Location identification items
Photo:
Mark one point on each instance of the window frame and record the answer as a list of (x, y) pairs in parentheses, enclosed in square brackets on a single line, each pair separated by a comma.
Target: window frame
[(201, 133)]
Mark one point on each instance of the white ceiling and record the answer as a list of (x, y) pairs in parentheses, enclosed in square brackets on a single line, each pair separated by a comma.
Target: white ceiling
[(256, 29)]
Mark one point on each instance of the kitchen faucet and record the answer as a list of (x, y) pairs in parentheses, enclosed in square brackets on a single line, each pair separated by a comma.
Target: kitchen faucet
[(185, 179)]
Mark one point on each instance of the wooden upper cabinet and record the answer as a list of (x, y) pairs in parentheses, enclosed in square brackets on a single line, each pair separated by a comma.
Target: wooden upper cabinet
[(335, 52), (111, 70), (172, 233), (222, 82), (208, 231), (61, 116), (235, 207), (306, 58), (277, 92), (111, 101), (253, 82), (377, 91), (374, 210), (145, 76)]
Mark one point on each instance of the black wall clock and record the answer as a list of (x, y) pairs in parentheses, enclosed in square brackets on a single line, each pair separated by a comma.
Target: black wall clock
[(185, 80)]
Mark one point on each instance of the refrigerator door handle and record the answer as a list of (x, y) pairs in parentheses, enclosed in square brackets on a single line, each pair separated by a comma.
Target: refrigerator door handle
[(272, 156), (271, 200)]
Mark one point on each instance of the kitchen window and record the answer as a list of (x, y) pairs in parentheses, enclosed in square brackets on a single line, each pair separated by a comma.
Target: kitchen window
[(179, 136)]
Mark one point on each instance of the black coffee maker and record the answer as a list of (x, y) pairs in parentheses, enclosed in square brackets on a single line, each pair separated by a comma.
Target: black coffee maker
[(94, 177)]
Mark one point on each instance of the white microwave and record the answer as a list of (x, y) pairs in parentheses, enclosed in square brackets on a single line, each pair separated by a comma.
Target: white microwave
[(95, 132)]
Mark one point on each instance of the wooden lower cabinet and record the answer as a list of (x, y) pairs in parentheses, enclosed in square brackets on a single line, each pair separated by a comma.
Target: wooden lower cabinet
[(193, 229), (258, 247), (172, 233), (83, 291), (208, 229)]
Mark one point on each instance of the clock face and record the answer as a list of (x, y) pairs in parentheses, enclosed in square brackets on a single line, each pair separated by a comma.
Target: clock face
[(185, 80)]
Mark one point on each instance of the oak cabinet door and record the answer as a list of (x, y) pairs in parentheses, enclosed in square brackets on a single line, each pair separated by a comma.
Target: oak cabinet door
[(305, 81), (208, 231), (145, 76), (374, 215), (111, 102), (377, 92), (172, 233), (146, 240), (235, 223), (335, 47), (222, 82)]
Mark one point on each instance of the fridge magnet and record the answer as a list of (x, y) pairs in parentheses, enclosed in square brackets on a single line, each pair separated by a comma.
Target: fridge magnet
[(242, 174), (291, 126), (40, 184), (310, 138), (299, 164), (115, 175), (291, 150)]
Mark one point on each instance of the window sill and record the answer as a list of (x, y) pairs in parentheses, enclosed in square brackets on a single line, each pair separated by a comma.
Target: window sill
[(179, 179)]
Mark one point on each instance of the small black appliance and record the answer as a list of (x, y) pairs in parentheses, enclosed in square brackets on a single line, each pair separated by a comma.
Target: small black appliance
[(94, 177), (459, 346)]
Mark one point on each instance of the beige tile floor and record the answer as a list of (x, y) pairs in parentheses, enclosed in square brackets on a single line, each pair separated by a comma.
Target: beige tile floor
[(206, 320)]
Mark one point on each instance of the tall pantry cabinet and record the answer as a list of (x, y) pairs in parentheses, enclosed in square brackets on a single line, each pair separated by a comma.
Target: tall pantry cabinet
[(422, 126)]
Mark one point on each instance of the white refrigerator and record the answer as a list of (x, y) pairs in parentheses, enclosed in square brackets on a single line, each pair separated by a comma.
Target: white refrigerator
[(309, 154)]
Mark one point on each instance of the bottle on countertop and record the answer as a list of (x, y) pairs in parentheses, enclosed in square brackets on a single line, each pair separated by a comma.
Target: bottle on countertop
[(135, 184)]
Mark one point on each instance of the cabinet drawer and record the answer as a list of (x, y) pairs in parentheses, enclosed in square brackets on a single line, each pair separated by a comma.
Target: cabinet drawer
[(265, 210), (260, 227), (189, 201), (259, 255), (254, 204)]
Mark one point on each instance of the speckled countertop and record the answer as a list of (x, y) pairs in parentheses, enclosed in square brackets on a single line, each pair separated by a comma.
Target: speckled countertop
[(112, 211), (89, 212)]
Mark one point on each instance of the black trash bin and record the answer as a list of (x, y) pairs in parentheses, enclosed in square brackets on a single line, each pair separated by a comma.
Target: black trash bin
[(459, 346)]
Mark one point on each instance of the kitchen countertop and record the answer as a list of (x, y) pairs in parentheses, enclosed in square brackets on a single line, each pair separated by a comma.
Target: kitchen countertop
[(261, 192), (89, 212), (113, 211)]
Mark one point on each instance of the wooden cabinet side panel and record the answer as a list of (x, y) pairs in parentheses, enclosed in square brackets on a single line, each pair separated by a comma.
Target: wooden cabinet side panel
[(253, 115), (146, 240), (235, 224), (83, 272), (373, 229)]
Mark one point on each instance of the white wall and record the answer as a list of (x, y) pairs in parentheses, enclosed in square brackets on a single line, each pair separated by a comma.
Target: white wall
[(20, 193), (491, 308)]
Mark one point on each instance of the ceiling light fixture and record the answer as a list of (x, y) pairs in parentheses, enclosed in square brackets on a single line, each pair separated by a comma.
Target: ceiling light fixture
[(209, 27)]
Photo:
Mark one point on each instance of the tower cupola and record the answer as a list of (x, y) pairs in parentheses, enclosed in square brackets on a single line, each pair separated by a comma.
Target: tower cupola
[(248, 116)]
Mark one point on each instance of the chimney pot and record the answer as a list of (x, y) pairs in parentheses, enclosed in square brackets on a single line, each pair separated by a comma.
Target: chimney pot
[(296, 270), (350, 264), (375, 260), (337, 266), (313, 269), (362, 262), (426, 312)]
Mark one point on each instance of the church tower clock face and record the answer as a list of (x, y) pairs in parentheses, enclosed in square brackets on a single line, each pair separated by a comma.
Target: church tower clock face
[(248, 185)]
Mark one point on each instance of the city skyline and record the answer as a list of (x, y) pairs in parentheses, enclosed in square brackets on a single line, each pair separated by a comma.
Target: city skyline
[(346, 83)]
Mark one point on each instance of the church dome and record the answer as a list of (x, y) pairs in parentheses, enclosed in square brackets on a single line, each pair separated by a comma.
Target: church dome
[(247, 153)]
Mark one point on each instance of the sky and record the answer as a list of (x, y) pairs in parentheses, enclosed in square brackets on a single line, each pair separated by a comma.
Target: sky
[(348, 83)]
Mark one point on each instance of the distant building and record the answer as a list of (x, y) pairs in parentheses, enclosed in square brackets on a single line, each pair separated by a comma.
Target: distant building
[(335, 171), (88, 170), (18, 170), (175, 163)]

Work to do:
Give the lines of the items as a numbered list, leaving out any blank lines, starting at the line that contains "Mark one point on each instance of the beige" and ending after the line that contains "[(135, 184)]".

Written answer:
1. Mark one point on each instance of the beige tile floor and record the answer as a list of (x, y) pairs in parentheses, enclosed in square brackets on a single line, each pair separated by a comma.
2. Target: beige tile floor
3. [(206, 320)]
4. Mark one point on each instance of the tall pantry cabinet and record the answer as a list of (x, y) pairs in parentheses, enclosed in square brackets on a single line, each pair separated by a comma.
5. Target: tall pantry cabinet
6. [(422, 126)]
7. Mark one point on each instance of the white refrigerator and record the answer as a list of (x, y) pairs in parentheses, enclosed in square brackets on a single line, each pair separated by a comma.
8. Target: white refrigerator
9. [(309, 154)]
10. Mark one point on each instance of the bottle on countertop and record the answer as a list of (x, y) pairs in parentheses, enclosed in square brackets on a single line, each pair separated by a comma.
11. Target: bottle on countertop
12. [(135, 184)]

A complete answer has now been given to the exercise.